- [How to complete this task]:
What appears from the first line of the records below through the line containing "Target: cobblestone pavement" must be reproduced verbatim.
_ _ _ _ _ _ _
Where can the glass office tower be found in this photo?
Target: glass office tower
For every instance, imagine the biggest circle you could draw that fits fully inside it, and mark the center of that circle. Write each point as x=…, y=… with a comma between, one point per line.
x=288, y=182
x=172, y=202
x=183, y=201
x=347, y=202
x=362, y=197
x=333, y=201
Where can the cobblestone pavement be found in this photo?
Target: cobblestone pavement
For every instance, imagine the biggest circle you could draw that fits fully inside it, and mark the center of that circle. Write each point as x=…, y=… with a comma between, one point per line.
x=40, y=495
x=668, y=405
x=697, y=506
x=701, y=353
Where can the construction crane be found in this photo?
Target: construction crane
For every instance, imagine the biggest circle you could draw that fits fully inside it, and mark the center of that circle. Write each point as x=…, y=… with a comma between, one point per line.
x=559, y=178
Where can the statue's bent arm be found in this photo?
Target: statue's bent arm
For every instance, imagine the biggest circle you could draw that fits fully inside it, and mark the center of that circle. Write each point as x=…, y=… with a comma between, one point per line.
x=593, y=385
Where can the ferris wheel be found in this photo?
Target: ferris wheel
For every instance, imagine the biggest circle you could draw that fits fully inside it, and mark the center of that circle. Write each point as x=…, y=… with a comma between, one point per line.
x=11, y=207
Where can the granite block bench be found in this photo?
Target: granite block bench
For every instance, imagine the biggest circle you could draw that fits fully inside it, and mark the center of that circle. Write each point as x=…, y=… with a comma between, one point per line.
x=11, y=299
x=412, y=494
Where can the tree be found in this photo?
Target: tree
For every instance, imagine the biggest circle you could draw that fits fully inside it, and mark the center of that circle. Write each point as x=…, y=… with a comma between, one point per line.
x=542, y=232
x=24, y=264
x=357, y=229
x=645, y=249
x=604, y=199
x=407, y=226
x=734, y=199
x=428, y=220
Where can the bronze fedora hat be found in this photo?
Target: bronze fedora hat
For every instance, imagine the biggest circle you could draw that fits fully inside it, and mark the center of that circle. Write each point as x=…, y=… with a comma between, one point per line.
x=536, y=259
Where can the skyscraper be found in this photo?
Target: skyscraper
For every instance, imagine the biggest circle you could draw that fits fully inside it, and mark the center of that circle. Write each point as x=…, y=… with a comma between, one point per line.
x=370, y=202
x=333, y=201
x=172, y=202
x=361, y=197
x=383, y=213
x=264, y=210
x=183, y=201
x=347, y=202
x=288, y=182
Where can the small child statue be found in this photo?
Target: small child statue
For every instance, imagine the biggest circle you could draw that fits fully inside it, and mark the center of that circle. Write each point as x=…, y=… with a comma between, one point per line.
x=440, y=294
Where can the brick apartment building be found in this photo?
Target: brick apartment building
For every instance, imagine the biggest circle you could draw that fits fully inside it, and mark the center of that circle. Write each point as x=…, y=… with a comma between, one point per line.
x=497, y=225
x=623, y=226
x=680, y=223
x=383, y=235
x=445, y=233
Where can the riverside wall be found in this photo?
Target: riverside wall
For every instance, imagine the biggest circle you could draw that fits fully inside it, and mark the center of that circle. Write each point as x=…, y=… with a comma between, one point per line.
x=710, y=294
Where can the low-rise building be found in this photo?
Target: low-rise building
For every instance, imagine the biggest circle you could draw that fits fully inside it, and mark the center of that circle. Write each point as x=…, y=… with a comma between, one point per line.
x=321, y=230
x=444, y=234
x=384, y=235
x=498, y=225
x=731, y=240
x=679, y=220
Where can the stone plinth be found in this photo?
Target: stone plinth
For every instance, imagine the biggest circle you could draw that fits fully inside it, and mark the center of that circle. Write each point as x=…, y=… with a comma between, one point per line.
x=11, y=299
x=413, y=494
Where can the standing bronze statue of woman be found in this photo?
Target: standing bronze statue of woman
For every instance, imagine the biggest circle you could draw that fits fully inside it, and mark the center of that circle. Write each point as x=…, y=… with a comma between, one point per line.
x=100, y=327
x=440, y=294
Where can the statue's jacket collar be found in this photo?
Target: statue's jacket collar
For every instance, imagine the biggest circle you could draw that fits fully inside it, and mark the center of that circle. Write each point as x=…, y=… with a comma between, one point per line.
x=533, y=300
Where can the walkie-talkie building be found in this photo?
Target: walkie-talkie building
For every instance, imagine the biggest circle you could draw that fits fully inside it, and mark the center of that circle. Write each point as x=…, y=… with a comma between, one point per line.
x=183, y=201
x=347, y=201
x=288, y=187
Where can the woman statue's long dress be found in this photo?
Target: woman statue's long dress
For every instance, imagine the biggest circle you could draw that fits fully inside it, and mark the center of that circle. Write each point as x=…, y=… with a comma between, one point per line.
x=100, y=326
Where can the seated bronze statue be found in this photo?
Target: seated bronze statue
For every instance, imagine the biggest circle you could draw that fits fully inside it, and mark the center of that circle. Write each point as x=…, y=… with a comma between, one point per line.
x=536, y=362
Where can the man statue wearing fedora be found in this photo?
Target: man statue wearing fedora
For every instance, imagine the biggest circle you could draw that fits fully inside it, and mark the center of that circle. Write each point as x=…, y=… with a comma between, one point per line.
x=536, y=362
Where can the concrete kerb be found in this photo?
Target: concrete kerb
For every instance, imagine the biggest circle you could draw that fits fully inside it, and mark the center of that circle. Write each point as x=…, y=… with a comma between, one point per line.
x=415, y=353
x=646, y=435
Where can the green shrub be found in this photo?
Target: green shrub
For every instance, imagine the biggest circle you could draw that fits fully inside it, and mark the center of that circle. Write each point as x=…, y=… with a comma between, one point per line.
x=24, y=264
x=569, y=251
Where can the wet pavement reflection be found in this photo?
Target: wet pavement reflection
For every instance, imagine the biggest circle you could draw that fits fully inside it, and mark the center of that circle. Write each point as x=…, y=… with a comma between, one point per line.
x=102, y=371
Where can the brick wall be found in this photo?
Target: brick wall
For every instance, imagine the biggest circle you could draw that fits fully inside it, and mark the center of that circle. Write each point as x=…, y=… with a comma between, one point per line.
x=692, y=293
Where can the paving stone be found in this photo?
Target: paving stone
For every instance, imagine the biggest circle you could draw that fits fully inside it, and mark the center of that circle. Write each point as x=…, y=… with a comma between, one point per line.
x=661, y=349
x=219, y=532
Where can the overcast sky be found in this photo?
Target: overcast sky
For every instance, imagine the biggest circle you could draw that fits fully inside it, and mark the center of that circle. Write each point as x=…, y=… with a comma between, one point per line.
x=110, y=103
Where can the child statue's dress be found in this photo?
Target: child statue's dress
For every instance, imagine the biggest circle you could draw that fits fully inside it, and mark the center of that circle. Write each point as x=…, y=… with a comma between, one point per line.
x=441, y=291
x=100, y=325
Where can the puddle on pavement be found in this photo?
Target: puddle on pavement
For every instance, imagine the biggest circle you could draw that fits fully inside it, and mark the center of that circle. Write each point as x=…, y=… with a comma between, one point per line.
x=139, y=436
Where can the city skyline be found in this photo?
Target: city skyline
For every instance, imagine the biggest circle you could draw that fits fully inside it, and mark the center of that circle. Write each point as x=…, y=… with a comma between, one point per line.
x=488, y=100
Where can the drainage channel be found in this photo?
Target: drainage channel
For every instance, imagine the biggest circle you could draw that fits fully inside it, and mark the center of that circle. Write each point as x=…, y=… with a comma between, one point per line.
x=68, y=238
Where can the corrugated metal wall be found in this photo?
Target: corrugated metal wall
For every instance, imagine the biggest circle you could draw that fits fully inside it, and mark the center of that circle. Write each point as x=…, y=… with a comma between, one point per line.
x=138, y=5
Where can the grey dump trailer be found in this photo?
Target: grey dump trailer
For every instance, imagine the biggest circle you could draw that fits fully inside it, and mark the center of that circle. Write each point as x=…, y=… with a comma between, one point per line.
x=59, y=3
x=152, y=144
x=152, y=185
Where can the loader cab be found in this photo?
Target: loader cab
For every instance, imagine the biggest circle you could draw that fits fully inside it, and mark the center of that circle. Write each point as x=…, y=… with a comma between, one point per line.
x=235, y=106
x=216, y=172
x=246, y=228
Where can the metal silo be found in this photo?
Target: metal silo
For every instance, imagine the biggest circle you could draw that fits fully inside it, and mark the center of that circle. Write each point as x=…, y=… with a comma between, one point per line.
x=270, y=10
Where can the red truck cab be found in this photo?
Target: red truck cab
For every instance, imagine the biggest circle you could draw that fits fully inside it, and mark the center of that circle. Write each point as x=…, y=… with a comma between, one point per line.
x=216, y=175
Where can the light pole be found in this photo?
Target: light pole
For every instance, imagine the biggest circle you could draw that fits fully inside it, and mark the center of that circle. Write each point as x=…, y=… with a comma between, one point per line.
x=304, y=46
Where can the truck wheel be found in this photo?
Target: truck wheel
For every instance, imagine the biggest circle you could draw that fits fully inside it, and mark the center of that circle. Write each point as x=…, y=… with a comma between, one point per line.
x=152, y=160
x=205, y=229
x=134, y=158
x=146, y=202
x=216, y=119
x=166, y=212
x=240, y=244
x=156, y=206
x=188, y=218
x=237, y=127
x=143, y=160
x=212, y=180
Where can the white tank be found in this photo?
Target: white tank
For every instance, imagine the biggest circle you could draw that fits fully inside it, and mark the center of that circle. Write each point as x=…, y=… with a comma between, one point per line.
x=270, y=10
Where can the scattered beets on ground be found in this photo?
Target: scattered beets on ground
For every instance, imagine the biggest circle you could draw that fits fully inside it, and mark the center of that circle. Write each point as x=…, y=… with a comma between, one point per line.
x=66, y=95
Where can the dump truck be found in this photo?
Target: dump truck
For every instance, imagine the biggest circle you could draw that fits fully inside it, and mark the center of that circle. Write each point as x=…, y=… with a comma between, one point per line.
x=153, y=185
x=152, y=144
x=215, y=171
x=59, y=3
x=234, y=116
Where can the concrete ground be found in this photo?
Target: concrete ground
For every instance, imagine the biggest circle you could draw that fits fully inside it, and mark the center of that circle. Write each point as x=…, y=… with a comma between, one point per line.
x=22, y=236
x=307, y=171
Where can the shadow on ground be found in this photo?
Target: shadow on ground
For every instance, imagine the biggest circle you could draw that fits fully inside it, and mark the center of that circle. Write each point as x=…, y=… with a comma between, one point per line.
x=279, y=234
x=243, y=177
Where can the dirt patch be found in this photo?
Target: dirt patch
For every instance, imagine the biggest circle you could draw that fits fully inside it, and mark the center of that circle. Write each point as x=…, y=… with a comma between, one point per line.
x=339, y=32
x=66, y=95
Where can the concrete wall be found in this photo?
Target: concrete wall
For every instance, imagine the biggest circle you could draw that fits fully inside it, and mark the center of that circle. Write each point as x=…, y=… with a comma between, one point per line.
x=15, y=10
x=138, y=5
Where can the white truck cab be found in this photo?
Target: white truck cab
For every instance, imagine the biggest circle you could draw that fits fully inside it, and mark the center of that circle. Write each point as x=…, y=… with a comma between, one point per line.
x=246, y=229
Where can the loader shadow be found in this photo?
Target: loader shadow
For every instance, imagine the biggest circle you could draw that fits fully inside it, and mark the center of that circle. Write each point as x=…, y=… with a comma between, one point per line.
_ _ _ _ _ _ _
- [Solution below]:
Where can the glass office tower be found in this photo?
Target: glass office tower
For every instance, imagine the biggest circle you could draw that fits fully inside it, and mark the center of that circle. Write each point as x=…, y=… with a comma between, one point per line.
x=288, y=182
x=172, y=202
x=183, y=201
x=347, y=202
x=362, y=197
x=333, y=201
Where can the cobblestone pavement be found in this photo?
Target: cobblestone pavement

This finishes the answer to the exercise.